Point-based annotation data
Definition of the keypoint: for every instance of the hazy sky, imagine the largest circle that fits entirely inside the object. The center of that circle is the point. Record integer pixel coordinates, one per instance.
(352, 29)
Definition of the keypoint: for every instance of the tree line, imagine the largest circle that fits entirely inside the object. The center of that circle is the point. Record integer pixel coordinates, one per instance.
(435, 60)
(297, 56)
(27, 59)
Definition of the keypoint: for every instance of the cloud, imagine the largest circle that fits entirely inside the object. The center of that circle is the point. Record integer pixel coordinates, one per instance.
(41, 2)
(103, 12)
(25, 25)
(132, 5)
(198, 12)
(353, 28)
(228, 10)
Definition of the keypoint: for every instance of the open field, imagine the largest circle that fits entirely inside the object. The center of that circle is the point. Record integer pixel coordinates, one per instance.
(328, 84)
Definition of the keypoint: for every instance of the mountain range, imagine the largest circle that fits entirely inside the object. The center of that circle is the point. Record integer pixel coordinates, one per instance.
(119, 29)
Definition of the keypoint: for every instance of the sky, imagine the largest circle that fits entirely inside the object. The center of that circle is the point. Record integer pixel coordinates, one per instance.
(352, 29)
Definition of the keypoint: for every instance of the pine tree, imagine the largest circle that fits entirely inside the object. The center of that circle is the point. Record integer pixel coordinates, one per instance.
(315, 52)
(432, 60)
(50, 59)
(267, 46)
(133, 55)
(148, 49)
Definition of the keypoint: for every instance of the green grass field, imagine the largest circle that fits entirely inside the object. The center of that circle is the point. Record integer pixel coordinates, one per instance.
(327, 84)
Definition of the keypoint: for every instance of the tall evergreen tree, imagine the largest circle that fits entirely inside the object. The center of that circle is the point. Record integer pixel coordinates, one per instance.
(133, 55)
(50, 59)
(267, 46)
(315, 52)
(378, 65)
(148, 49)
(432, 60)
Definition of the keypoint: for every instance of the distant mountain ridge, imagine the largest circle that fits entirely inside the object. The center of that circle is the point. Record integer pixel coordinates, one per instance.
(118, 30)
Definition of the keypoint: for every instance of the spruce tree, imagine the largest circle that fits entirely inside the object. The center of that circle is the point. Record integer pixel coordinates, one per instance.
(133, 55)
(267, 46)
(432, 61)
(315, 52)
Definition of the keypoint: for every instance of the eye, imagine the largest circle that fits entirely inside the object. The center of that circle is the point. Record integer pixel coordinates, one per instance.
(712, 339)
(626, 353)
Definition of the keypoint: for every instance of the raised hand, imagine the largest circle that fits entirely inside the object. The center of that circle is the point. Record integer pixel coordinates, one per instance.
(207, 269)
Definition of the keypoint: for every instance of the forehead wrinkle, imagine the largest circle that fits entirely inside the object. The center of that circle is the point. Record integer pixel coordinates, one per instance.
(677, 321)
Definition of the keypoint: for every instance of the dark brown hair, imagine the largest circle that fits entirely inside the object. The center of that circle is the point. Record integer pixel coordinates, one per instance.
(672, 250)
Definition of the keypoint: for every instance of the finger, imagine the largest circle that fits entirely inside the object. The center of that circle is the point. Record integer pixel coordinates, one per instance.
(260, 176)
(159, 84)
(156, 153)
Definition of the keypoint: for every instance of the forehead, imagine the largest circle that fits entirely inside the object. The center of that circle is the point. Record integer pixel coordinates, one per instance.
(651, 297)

▸ **THE REQUEST**
Each line from the one with "the finger, imagine" through the last line of the records must be written out word for word. Include nothing else.

▸ **ANSWER BELOW**
Definition of the keypoint: for every instance of the finger, imagine the largest circle that fits entirely inside the object. The center of that circle is the point. Record integer pixel coordinates, one per instance.
(260, 176)
(159, 84)
(156, 153)
Definition of the keypoint: for every instance of the forehead, imagine the largest circle that fits entirely inside the object. The center of that circle is the point. Record integer pixel coordinates, one per instance.
(651, 297)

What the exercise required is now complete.